### Brano estratto

Nel parere si legge che tale disciplina regolamentare è recessiva rispetto a quella di rango superiore e che va pertanto disapplicata, senza ulteriori precisazioni sul punto ma presumibilmente (anche se il parere stesso non approfondisce in via espressa tale aspetto) in quanto gli allora vigenti art. 6 del D.L.vo 12 maggio 1995 n. 195 e art. 2, comma 4, della L. 6 marzo 1992 n. 216 riservavano - tra l’altro - alla legge, ovvero ad atti normativi o amministrativi adottati in base alla legge, la disciplina del trattamento economico accessorio per i servizi prestati all’estero: ma in ogni caso, come ben si vede, il parere di cui trattasi, proprio poiché involgeva una questione di principio sulla mera possibilità per l’Amministrazione di stipulare apposite convenzioni con i vettori a favore del personale, rimaneva del tutto estraneo alla questione qui segnatamente trattata.

4.5. Va da ultimo denotato che con l’entrata in vigore dell’art. 1808 D.L.vo 15 marzo 2010 n. 66 ogni questione similare a quella qui resa oggetto di giudizio risulta opportunamente superata.
La nuova disciplina, applicata per tutte le Forze Armate (l’Arma dei Carabinieri non è stata ivi menzionata per un presumibile errore), dispone infatti, sulla falsariga della precedente L. 642 del 1961, ma assorbendo in sé anche la fattispecie del trasporto dei mobili e delle masserizie, senza limiti di peso, che “al personale dell’Esercito italiano, della Marina militare e dell’Aeronautica militare destinato isolatamente a prestare servizio per un periodo superiore a sei mesi presso delegazioni o rappresentanze militari nazionali costituite all’estero, ovvero presso enti, comandi od organismi internazionali, dai quali non sono corrisposti stipendi o paghe, competono”, per quanto qui segnatamente interessa, “il rimborso delle spese effettivamente sostenute per il trasporto con i mezzi usuali e più economici del bagaglio e per la spedizione di mobili e masserizie secondo le misure vigenti per i dipendenti dello Stato, fatte salve le disposizioni dettate in sede di Unione europea”.

### Esercizi
a – Secondo il brano, per quale durata minima il personale deve essere destinato a prestare servizio all'estero perché gli competa il rimborso delle spese?
b – Trascriva dal brano il passo che inizia con "Nel parere si" e termina con "qui segnatamente trattata.".
Le righe di dati riportate più avanti non sono necessarie.

[Dati estratti da una raccolta]
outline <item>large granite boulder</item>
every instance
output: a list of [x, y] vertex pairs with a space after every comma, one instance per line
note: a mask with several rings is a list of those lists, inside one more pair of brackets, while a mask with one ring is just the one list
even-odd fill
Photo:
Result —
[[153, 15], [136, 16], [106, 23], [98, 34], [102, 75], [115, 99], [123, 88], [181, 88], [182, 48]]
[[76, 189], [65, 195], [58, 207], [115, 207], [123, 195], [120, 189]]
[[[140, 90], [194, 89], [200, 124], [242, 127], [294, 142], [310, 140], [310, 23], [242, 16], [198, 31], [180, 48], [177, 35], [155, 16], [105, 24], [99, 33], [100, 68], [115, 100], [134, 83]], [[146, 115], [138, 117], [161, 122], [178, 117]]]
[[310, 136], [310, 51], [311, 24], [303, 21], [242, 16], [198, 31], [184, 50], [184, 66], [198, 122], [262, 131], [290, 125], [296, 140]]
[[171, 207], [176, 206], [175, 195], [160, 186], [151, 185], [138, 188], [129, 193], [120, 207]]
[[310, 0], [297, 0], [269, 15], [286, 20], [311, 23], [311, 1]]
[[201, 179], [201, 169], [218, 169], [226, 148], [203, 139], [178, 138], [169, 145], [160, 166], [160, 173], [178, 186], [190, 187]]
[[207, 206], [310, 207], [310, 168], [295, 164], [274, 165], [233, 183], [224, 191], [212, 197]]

### Risultati per esercizio
a – Per un periodo superiore a sei mesi.

b –
Nel parere si legge che tale disciplina regolamentare è recessiva rispetto a quella di rango superiore e che va pertanto disapplicata, senza ulteriori precisazioni sul punto ma presumibilmente (anche se il parere stesso non approfondisce in via espressa tale aspetto) in quanto gli allora vigenti art. 6 del D.L.vo 12 maggio 1995 n. 195 e art. 2, comma 4, della L. 6 marzo 1992 n. 216 riservavano - tra l’altro - alla legge, ovvero ad atti normativi o amministrativi adottati in base alla legge, la disciplina del trattamento economico accessorio per i servizi prestati all’estero: ma in ogni caso, come ben si vede, il parere di cui trattasi, proprio poiché involgeva una questione di principio sulla mera possibilità per l’Amministrazione di stipulare apposite convenzioni con i vettori a favore del personale, rimaneva del tutto estraneo alla questione qui segnatamente trattata.